START Passage shown

Faster Chips Are Leaving Programmers in Their Dust
mlimber writes "The New York Times is running a story about multicore computing and the efforts of Microsoft et al. to try to switch to the new paradigm: "The challenges [of parallel programming] have not dented the enthusiasm for the potential of the new parallel chips at Microsoft, where executives are betting that the arrival of manycore chips — processors with more than eight cores, possible as soon as 2010 — will transform the world of personal computing.... Engineers and computer scientists acknowledge that despite advances in recent decades, the computer industry is still lagging in its ability to write parallel programs." It mirrors what C++ guru and now Microsoft architect Herb Sutter has been saying in articles such as his "The Free Lunch Is Over: A Fundamental Turn Toward Concurrency in Software." Sutter is part of the C++ standards committee that is working hard to make multithreading standard in C++."
Some algorithms are inherently not amenable to parallelization. If you have eight cores instead of one, then the performance boost you can get can be anywhere from eight times faster to none at all.
So far, multiple cores have boosted performance mostly because the typical user has multiple applications running at a time. But as the number of cores increases, the beneficial effects diminish dramatically.
In addition, most applications these days are not CPU bound. Having eight cores doesn't help you much when three are waiting on socket calls, four are waiting on disk access calls and the last is waiting for the graphics card.

END Passage shown
START Available data

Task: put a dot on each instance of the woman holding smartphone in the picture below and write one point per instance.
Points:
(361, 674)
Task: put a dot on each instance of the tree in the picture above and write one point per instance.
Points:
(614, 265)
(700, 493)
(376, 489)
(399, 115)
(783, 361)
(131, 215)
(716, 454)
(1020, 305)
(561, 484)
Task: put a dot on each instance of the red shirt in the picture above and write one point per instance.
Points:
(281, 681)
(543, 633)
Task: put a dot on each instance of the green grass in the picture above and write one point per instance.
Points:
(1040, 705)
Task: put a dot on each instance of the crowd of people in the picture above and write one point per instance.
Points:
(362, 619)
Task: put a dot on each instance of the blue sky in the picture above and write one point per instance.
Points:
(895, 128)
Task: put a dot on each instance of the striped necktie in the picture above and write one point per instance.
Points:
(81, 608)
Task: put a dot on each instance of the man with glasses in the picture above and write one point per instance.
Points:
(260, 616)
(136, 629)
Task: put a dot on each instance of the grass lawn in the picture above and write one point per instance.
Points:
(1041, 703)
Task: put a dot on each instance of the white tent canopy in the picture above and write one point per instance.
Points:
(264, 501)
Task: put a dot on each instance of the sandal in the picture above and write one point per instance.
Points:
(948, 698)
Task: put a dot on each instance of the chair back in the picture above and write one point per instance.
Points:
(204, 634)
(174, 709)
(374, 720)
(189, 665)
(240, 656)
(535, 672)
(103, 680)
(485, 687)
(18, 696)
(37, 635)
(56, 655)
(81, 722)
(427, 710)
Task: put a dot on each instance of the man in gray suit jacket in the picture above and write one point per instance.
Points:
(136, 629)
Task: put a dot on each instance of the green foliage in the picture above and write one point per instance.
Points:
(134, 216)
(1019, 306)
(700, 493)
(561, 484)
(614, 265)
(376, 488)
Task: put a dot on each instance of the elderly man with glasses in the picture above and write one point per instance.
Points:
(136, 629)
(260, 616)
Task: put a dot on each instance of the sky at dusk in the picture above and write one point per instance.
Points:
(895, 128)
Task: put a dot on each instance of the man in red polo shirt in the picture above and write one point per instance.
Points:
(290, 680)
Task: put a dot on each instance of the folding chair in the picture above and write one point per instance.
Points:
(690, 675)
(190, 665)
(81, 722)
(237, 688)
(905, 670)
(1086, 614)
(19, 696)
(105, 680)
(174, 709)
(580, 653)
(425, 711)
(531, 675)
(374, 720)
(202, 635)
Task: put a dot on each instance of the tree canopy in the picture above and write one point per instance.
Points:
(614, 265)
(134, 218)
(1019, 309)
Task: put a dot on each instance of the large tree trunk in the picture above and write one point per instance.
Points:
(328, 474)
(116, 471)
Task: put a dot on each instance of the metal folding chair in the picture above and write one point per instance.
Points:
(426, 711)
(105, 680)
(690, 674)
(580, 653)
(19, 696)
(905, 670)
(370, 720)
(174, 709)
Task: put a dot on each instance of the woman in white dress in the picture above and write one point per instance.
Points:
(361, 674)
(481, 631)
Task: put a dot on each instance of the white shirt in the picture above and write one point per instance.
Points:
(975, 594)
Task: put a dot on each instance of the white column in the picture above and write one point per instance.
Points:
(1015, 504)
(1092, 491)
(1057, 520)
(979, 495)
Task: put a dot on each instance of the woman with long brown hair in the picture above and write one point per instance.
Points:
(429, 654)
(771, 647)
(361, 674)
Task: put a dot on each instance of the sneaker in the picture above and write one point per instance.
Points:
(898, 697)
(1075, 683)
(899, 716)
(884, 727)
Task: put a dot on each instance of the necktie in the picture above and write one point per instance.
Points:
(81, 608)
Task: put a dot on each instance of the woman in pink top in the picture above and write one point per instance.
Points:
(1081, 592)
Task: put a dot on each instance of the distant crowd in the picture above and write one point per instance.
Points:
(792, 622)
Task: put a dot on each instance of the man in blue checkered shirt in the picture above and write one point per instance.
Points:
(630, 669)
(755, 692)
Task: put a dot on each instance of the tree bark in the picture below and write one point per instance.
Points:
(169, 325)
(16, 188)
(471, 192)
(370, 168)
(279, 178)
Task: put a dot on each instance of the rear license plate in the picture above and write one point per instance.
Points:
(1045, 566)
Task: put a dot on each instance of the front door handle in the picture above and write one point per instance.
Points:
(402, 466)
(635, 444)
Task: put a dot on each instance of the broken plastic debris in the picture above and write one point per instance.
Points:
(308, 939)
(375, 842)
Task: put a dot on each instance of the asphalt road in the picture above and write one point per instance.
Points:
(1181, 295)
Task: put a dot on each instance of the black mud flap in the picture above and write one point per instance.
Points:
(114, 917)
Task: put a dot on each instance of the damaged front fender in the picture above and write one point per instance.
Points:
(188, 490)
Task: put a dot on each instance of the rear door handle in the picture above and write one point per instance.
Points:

END Available data

Task set:
(A) Answer these questions from the passage on multicore chips:
(i) How many cores must a processor have to count as a manycore chip?
(ii) Who wrote "The Free Lunch Is Over: A Fundamental Turn Toward Concurrency in Software"?
(iii) In the eight-core example, how many cores are waiting on disk access calls?
(B) Resume the passage on multicore chips after its last sentence and keep writing in the same vein.

Answers below:
(A)
(i) More than eight.
(ii) Herb Sutter.
(iii) Four.

(B)
The cake is a pie
It's not just making your app multithreaded, it's completely changing your algorithms so they they take advantage of multiple processors. I took a parallel programming course in University, so I'm by no means an expert, but I'll give what insight I have. You can't just take a standard sort algorithm and run in multithreaded. You have to change the entire algorithm. In the end, you end up with something that sorts faster than n log (n). However, doing this type of programming where you break up the dataset, sort each set, and then gather the results can be very difficult. Many debuggers don't deal well with multiple threads, so that adds an extra layer of difficulty to the whole problem. Granted, I don't think that we really need this level of multithreadedness, but I think that's what the article is referring to. I think that 10+ core CPUs will only really help for those of us who like to do multiple things at the same time. I think it would even be beneficial to keep most apps tied to a single CPU so that a run-away app wouldn't take over the entire computer.
Anthropic principle: We see the universe the way it is because if it were different we would not be here to see it.
processors with more than eight cores, possible as soon as 2010 -- will transform the world of personal computing....
Translation:
Code will get even more inefficient / bloated and require faster hardware to do the same thing you are doing now. While I'm all for better / faster computer hardware, most if not all Jane and Joe Sixpack users never need Super Computer power to surf the net, read e-mail and watch videos.
"I bow to no man" - Riddick
A guy who's on the C++ standards committee AND works for Microsoft.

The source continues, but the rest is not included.